** start DATA FOR PROCESSING **

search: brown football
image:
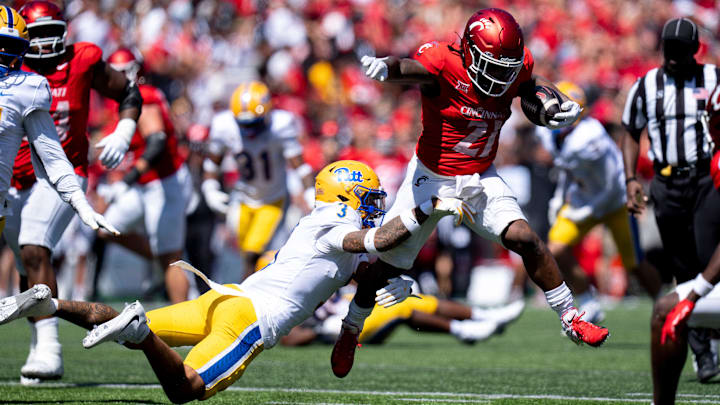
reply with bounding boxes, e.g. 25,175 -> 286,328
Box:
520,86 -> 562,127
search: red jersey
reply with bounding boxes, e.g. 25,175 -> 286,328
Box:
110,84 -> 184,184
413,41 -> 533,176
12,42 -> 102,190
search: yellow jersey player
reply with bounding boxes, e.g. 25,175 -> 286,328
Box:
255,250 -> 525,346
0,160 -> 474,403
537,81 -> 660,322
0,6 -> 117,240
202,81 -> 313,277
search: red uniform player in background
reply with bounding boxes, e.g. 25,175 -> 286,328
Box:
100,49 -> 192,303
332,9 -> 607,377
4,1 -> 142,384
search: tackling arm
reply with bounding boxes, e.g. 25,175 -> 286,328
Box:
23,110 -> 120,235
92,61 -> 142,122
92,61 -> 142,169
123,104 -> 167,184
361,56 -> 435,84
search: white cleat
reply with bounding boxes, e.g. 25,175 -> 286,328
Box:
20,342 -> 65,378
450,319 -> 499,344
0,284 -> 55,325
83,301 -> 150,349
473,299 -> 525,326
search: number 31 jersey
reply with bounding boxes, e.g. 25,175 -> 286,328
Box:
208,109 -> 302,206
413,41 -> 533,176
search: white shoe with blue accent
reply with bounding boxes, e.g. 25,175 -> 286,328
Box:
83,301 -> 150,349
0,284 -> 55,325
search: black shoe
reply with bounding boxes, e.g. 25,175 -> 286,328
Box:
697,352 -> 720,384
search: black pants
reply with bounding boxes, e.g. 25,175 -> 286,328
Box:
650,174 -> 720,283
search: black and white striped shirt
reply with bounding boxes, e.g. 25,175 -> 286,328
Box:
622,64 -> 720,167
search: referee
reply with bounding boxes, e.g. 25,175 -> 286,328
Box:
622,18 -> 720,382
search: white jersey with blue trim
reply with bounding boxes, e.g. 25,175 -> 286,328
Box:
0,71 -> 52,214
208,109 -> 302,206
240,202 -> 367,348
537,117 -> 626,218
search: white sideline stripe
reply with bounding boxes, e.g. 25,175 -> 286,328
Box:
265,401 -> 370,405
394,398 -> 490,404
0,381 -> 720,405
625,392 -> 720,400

** end DATA FOR PROCESSING **

- [GOAL OF THE EXERCISE] Rewrite the records from the line with "search: referee" to the line with "537,117 -> 626,218", swapping "jersey" for "shirt" and leaving everything else unchanged.

- [FINISHED EXERCISE]
search: referee
reply with bounding boxes, e.g. 25,175 -> 286,328
Box:
622,18 -> 720,382
search: white shirt with blue trim
reply with bounding boxes, e.g. 25,175 -> 286,328
Box:
0,71 -> 52,214
208,109 -> 302,206
240,202 -> 367,348
537,117 -> 626,218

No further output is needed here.